YOUR TASK — Copy out the items below verbatim, beginning at the line that contains "Rules: pick out every instance of the arched louvered" and ending after the line that contains "point(251, 532)". Leave out everything else.

====== PROVIDED RECORDS ======

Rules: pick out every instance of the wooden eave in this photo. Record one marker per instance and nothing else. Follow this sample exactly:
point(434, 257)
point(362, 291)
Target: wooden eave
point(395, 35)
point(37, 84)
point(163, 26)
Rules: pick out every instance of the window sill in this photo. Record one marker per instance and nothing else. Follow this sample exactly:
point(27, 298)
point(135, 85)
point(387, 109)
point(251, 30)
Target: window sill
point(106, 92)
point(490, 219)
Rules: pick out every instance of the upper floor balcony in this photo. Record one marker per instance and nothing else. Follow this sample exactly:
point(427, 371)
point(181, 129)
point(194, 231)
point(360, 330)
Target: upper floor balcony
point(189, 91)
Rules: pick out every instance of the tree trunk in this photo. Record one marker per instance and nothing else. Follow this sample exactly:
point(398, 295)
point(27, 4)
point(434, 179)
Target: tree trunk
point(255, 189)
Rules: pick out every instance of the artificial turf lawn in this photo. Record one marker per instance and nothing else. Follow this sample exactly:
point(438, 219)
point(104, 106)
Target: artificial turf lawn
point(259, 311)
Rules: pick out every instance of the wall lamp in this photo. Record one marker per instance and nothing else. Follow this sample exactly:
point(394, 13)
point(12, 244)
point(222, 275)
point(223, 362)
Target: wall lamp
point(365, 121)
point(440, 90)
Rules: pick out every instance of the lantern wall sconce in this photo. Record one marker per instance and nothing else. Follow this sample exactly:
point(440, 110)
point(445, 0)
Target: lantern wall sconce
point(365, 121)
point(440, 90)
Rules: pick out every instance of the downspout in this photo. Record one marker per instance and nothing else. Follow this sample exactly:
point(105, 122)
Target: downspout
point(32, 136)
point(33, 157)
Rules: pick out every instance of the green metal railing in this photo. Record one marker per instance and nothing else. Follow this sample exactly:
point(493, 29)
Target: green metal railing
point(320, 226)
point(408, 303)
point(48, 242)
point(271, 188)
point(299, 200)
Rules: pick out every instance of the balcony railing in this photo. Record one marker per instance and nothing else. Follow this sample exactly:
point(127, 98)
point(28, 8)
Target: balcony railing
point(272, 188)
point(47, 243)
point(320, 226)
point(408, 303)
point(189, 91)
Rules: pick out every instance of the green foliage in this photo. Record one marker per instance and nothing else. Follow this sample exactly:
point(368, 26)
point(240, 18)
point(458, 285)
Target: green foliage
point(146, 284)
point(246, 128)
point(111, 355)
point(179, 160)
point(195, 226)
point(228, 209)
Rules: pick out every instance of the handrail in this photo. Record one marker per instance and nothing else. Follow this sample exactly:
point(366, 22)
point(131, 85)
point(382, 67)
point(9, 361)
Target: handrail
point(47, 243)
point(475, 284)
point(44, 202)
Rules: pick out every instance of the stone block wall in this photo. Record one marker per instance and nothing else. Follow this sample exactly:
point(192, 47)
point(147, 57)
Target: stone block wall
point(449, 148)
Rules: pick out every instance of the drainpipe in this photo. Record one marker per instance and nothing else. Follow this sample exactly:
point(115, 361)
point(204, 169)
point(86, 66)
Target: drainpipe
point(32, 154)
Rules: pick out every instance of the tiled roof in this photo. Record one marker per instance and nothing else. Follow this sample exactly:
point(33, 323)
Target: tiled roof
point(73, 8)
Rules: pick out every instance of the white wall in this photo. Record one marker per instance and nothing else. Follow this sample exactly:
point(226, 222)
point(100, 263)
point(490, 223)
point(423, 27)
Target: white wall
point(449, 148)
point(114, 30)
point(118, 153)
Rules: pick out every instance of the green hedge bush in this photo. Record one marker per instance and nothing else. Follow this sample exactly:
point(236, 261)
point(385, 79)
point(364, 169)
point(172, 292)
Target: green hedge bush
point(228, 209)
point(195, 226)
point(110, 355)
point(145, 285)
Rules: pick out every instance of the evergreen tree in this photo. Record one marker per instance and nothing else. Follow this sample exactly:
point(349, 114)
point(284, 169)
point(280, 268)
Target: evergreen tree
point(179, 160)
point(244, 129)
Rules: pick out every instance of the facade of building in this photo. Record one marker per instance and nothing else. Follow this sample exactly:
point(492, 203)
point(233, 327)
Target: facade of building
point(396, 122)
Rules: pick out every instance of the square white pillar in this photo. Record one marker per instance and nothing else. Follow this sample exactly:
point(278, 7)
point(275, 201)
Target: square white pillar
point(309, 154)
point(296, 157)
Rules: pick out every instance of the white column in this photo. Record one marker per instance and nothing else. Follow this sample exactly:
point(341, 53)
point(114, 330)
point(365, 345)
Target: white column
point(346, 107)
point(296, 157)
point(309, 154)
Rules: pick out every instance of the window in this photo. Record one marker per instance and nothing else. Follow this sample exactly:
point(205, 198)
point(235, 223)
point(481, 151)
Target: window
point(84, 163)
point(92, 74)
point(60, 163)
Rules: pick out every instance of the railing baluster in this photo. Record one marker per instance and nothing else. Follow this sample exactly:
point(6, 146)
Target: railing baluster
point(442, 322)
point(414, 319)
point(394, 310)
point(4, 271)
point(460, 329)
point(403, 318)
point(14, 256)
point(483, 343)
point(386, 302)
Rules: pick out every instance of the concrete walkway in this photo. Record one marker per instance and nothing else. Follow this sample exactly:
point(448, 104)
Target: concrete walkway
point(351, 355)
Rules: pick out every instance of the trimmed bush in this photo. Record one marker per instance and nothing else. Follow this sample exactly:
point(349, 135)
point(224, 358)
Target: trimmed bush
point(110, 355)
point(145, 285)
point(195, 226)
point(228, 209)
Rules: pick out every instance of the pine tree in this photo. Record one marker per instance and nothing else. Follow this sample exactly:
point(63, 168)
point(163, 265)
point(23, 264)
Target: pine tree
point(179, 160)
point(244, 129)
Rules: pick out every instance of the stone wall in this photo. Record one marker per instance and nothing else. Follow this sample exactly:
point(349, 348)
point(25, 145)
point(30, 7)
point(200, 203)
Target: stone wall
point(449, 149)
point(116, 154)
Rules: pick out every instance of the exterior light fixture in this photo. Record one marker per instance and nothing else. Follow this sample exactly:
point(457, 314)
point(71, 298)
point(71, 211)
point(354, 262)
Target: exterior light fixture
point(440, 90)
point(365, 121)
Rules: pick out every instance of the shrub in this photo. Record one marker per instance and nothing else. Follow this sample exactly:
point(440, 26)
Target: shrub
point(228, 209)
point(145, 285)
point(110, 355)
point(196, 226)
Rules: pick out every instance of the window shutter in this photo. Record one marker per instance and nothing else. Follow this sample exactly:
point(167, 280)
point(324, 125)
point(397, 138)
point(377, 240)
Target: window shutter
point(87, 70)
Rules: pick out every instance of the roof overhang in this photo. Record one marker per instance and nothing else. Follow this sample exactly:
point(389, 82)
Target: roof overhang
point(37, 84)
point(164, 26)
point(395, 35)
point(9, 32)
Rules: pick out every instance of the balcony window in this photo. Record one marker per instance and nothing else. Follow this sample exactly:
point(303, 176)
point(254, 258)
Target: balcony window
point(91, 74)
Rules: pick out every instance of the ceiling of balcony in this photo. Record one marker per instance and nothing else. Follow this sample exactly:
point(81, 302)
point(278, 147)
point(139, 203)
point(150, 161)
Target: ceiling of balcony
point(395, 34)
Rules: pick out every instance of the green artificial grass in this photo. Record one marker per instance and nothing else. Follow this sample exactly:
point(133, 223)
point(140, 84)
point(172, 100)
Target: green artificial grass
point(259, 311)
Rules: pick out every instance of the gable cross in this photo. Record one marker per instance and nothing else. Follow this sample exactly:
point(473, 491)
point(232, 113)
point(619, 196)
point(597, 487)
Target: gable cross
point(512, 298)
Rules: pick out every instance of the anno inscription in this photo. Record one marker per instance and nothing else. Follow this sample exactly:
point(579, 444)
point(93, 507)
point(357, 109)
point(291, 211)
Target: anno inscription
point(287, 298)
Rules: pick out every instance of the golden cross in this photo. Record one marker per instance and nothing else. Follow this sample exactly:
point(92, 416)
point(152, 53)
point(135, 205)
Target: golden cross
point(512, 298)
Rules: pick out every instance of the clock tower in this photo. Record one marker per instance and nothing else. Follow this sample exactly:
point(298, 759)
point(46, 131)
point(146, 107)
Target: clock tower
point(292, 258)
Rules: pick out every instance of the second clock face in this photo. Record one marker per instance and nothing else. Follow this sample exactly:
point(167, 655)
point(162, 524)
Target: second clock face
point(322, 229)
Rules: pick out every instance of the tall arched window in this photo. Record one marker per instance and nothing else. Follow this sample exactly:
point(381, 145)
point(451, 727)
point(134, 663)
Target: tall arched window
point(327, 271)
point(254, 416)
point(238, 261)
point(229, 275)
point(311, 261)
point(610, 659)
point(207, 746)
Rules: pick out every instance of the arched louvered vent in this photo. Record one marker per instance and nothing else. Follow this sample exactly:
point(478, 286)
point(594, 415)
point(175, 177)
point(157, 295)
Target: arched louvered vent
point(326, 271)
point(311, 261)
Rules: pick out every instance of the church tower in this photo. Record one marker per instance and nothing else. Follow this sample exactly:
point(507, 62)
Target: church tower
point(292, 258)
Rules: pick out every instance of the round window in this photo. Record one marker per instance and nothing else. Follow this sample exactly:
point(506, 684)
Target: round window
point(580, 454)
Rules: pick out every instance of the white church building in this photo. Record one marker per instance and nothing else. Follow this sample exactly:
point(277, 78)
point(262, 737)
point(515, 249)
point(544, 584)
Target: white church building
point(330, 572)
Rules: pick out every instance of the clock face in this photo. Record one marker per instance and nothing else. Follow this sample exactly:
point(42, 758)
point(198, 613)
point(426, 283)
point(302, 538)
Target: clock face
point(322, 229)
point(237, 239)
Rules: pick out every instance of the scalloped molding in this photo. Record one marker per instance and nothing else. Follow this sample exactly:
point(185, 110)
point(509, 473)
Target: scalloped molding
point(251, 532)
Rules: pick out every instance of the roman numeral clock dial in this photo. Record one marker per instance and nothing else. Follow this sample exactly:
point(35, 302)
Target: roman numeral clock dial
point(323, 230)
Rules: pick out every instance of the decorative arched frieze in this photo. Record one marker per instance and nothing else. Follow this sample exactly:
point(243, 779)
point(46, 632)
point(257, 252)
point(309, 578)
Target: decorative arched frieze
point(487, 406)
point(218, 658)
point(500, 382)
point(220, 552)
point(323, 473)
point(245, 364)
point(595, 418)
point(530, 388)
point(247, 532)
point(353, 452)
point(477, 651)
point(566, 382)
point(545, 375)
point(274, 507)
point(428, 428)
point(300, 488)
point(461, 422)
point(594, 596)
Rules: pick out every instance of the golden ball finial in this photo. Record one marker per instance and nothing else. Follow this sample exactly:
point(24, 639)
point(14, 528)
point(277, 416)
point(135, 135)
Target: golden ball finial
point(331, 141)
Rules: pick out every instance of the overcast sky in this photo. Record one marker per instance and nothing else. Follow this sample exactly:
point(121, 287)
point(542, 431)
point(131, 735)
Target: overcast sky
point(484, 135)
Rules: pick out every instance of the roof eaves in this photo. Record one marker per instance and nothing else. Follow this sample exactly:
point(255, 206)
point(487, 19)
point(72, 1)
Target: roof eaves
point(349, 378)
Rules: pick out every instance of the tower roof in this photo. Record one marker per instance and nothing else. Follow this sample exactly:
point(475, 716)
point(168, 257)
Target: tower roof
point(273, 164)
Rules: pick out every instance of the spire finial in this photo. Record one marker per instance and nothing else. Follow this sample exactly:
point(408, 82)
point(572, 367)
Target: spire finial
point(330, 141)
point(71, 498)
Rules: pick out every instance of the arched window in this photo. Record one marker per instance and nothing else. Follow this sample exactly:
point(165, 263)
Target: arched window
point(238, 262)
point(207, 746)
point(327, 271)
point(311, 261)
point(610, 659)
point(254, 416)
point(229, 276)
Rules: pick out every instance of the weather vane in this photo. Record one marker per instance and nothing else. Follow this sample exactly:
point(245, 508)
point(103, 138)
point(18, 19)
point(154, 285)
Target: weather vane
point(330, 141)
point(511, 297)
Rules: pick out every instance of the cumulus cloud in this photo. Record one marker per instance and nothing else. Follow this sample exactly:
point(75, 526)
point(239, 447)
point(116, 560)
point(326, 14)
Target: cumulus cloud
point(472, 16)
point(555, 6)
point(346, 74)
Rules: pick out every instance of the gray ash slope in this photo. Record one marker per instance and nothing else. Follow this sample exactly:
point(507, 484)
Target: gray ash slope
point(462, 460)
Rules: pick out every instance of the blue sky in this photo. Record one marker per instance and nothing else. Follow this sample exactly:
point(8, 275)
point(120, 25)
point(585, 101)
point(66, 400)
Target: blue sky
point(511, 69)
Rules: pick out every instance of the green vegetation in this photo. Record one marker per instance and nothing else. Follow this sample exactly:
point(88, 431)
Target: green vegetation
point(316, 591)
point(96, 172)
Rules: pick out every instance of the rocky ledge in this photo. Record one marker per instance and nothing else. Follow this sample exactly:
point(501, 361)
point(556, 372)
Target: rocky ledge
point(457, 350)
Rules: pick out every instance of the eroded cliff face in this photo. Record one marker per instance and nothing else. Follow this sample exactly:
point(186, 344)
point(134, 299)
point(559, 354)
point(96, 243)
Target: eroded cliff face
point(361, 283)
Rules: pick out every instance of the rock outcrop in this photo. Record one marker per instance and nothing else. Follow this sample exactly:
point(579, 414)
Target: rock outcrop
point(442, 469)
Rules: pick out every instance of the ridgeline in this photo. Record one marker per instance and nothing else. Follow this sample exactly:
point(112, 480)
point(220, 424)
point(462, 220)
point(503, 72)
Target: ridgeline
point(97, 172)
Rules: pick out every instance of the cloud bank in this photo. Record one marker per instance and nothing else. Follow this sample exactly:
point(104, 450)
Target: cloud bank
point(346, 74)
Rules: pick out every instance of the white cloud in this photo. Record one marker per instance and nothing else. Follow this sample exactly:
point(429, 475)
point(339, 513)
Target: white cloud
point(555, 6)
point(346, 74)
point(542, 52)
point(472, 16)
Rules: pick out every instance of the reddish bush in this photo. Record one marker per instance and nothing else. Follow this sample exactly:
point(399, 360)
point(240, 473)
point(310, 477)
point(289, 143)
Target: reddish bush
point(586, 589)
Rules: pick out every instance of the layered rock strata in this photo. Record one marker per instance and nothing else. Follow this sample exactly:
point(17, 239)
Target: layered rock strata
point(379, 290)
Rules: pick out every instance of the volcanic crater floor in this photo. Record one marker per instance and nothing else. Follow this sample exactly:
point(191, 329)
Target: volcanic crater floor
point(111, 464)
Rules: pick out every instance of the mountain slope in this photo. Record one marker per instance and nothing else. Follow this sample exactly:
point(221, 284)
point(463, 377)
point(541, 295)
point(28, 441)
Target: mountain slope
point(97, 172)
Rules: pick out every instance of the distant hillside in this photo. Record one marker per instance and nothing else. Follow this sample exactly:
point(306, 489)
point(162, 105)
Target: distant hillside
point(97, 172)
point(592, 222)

======

FULL ANSWER —
Rules: pick out every instance of the arched louvered vent in this photo. Record one marker per instance and nothing else. Follow this sample exactly:
point(478, 286)
point(594, 415)
point(175, 177)
point(157, 295)
Target: arched louvered vent
point(326, 271)
point(311, 261)
Rules: pick out every instance of the church tower in this photo. Record one marker per instance and nothing else. Follow this sample exactly:
point(507, 62)
Target: church tower
point(292, 258)
Rules: pick out every instance of the round window in this photo. Record one marker per instance and nothing else. Follow this sample exactly:
point(506, 684)
Target: round window
point(580, 454)
Rules: pick out every instance of the white church building in this photo. Record one marker per instance and nothing else. Follow this sample exactly:
point(277, 78)
point(262, 737)
point(515, 249)
point(544, 584)
Target: white church building
point(330, 572)
Rules: pick out every instance of the clock face in this photo. Record one marker per instance and nothing else. Follow this sample exactly:
point(42, 758)
point(198, 613)
point(426, 283)
point(302, 538)
Target: clock face
point(322, 229)
point(237, 239)
Rules: pick out every instance of the scalloped molding in this photo. Record one marker per instance and nothing else. Follow this sample exactly:
point(185, 110)
point(509, 473)
Target: scalloped molding
point(251, 532)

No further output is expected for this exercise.